> Task brief
Duplicate the stretch of the tribunal decision from "2. Upper Tribunal" through "to be determined without a hearing.", word for word.

> Selected extract
++++++++
2. Upper Tribunal Judge Canavan, by directions issued on 16 April 2020, reached the provisional view that the question of error of law in this appeal could appropriately be determined without a hearing. She directed both parties to file written submissions. Having considered those submissions carefully and having read the file in detail, I have decided to allow the appeal and to set aside the decision of the First-tier Tribunal which I find fell into legal error. I have not directed an initial hearing and note that the appellant's representatives had taken no final view on the determination of the appeal on the papers (representatives had indicated that they would give their view having seen the Secretary of State's submissions). The Secretary of State was content for the question of error of law to be determined without a hearing.
++++++++
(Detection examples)

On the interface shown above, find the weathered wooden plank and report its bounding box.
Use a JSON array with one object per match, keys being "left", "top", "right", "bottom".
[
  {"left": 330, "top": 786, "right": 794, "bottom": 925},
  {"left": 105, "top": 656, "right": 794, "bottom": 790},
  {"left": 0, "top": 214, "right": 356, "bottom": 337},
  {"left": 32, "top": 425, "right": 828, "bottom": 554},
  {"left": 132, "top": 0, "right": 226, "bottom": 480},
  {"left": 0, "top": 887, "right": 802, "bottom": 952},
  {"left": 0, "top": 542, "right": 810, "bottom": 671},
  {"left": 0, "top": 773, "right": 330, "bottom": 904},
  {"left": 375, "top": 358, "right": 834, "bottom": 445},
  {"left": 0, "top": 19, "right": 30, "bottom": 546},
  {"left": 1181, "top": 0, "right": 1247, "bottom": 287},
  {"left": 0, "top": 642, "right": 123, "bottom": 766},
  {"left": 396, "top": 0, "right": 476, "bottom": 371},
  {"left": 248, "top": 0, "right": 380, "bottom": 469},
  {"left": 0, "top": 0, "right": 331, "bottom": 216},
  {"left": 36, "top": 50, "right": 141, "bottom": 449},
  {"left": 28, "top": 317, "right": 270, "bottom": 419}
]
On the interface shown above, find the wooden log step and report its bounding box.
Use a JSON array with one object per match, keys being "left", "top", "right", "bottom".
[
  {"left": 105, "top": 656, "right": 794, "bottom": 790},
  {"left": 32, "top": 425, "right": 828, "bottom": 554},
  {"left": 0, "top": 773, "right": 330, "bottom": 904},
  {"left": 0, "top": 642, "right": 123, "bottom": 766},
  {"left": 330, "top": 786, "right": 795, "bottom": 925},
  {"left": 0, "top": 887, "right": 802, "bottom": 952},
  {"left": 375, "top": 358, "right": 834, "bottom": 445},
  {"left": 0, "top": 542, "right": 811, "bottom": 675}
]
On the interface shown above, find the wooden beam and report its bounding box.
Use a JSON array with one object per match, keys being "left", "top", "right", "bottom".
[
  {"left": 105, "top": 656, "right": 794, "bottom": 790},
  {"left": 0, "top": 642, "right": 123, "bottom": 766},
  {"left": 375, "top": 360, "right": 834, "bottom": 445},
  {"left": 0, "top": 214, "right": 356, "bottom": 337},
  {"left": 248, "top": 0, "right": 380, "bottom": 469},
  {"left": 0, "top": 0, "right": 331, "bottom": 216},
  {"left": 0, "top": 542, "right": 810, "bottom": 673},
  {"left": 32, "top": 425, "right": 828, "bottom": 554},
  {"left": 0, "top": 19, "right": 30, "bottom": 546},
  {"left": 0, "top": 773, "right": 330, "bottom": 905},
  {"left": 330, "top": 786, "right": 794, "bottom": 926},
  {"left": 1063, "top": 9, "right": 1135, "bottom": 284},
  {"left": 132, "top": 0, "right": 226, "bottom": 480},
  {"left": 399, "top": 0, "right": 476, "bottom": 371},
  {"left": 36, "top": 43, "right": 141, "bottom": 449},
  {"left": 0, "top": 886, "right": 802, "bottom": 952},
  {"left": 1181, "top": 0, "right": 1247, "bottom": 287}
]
++++++++
> Worked answer
2. Upper Tribunal Judge Canavan, by directions issued on 16 April 2020, reached the provisional view that the question of error of law in this appeal could appropriately be determined without a hearing. She directed both parties to file written submissions. Having considered those submissions carefully and having read the file in detail, I have decided to allow the appeal and to set aside the decision of the First-tier Tribunal which I find fell into legal error. I have not directed an initial hearing and note that the appellant's representatives had taken no final view on the determination of the appeal on the papers (representatives had indicated that they would give their view having seen the Secretary of State's submissions). The Secretary of State was content for the question of error of law to be determined without a hearing.